Source text:
•••

Increasing the benefit. The SSI Restoration Act would increase the minimum benefit to 100% of the federal poverty level and pay married couples who qualify for benefits at the same rate as two individuals.
Expanding the asset limits. The Act would raise the financial asset limitation to $10,000 for an individual and $20,000 for a married couple, levels that represent more realistic amounts for planning for emergencies and other unexpected expenses.
Eliminating reductions in benefits. The Act would eliminate the rule requiring Social Security to reduce benefits for SSI beneficiaries who receive non-cash in-kind assistance.
As of January of 2023, the bill was pending with the House Committee on Ways and Means. Many in the disability community hoped that at least parts of the bill would pass in 2023.
Every year, the Social Security Administration calculates its annual cost-of-living adjustment (COLA) to offset the effect of inflation. COLA increases are based on the Consumer Price Index for Urban Wage Earners and Clerical Workers (CPI-W).
Due to significant inflation, the COLA for 2023 is 8.7%, which is the biggest increase since 1983. (For comparison, the COLA for 2021 was 1.3%.)
In July 2021, Congressmember John Garamendi (D-CA) introduced the Fair COLA for Seniors Act (H.R. 4315 – 117th). This Act would require the Social Security Administration to use the Consumer Price Index for the Elderly (CPI-E) instead of the CPI-W, the idea being that the CPI-E is a fairer COLA for seniors. Some say the CPI-E better reflects the expenses seniors face because it's based on expenses that people aged 62 and older face, including higher health care costs. In most recent years, using the CPI-E would have led to a larger cost-of-living adjustment. President Biden's campaign plans for Social Security included moving to the CPI-E, but with the COLA so high for 2023, it might be difficult to get this bill (last referred to the Subcommittee on Disability Assistance in September 2021) passed any time soon.
Social Security disability and retirement benefits are paid from payroll taxes and the interest that money earns. In 2022, so many baby boomers started collecting benefits that, for the first time, the program spent more than it received in taxes and interest income.
Social Security now has to start using funds from the Social Security Old Age and Survivors Insurance Trust Fund and the Social Security Disability Trust Fund to pay the full amount of benefits that people are entitled to. These trust funds were created just for this purpose, but the combined trust funds are expected to run out in 2034. At that time, disability and retirement benefits would decrease—unless something changes.
Still, no one predicts that Social Security benefits will go away. Projections are that even if the trust funds are completely depleted in 2034, and the trust funds were combined, Social Security would still be able to pay out 78% of benefits. If the trust funds are kept separate, the Disability Trust Fund would run out in 2057, at which point disability recipients will receive about 91% of their anticipated benefit, and the Old Age and Survivors Trust Fund would run out in 2033, at which point retirees would receive about 76% of their benefit.
In April 2021, Senator Mitt Romney (R-UT) reintroduced the TRUST (Time to Rescue United States' Trusts) Act (S. 1295 – 117th). The goal of the bill is to address the shortfalls faced by Social Security and other federal programs that rely on government trust funds.
The TRUST Act would establish congressional "rescue committees," made up of 12 members of Congress, that would develop recommendations and legislation. After getting legislation from the committees, Congress would then be allowed to use a faster process to turn the changes into law. Disability advocates, however, worry that the Act could actually be used to make cuts to Social Security disability and retirement benefits. As of early 2023, the Act did not seem likely to pass the Senate.

•••

Required work:
Say whether each statement below agrees with the Social Security text, answering yes or no and quoting the words from the text that settle it. (a) The COLA for 2023 is the largest increase since 1983. (b) The SSI Restoration Act would set the asset limit for a married couple at $10,000. (c) As of early 2023, the TRUST Act looked likely to pass the Senate.

Data extract:
•••

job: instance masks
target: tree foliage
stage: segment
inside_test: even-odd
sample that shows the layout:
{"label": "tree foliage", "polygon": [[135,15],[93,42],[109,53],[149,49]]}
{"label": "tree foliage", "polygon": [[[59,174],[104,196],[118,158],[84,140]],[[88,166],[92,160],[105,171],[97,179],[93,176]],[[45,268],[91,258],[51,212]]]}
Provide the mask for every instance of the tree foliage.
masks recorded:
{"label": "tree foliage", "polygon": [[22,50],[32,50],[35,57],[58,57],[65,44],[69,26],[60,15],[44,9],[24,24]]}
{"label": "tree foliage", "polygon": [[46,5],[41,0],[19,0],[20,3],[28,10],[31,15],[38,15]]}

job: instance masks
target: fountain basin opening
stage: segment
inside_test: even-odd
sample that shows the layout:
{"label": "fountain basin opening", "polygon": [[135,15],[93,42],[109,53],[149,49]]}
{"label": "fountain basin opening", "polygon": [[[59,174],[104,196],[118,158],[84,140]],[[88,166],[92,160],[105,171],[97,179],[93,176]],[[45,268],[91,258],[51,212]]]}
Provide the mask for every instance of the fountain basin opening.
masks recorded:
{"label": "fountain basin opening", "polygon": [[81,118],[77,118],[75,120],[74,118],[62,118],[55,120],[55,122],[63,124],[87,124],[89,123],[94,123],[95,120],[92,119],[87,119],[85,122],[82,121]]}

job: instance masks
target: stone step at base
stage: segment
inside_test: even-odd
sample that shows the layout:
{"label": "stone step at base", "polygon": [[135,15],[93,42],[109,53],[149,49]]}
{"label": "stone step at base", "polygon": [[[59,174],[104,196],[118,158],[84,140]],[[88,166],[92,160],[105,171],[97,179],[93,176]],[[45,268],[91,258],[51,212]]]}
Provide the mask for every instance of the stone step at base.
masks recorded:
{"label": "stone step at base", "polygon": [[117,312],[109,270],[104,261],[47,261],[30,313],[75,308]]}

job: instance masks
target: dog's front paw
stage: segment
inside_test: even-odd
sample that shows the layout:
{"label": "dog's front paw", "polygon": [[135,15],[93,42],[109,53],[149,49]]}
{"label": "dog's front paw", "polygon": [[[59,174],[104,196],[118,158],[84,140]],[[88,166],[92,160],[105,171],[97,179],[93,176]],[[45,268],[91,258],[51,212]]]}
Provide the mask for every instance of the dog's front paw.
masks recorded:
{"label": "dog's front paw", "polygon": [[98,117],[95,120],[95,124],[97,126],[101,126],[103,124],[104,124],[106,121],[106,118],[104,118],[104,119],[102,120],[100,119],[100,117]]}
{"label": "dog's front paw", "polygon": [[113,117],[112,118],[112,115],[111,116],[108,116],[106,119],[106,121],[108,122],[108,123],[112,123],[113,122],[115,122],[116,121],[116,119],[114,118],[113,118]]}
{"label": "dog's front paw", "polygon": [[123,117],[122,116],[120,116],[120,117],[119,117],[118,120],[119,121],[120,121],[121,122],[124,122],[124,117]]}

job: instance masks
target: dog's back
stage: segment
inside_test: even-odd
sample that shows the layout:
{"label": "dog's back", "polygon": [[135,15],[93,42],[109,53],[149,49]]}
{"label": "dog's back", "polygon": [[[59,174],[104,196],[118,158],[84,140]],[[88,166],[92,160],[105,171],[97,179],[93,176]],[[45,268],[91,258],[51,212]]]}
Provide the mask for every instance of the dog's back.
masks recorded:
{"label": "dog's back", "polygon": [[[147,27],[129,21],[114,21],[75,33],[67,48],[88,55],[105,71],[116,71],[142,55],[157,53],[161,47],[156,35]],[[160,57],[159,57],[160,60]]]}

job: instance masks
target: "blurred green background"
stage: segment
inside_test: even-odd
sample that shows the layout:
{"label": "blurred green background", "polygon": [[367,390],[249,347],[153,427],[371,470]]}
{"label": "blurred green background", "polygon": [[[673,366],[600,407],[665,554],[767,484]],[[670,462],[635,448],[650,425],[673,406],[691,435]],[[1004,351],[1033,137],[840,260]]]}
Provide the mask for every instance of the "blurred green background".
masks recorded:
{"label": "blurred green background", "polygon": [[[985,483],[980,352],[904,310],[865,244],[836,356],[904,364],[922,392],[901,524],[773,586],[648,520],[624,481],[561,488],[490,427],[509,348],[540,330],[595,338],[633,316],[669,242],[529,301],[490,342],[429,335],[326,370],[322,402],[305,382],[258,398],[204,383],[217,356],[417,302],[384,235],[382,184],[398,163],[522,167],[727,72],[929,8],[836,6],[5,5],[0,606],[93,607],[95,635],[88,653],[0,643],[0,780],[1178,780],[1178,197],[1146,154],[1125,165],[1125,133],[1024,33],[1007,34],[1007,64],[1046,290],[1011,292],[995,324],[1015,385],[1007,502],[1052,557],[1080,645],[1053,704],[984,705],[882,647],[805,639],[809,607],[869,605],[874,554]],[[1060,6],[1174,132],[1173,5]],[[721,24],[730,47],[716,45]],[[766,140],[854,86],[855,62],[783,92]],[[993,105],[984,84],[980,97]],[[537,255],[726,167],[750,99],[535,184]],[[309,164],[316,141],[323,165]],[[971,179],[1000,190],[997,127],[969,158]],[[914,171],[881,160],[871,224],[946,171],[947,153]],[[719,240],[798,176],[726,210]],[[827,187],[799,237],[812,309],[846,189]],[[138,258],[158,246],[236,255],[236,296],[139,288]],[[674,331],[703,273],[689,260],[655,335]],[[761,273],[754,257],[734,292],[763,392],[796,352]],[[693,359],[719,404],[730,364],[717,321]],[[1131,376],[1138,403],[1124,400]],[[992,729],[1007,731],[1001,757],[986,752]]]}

•••

Written solution:
(a) Yes: "the COLA for 2023 is 8.7%, which is the biggest increase since 1983"
(b) No: "$10,000 for an individual and $20,000 for a married couple"
(c) No: "As of early 2023, the Act did not seem likely to pass the Senate."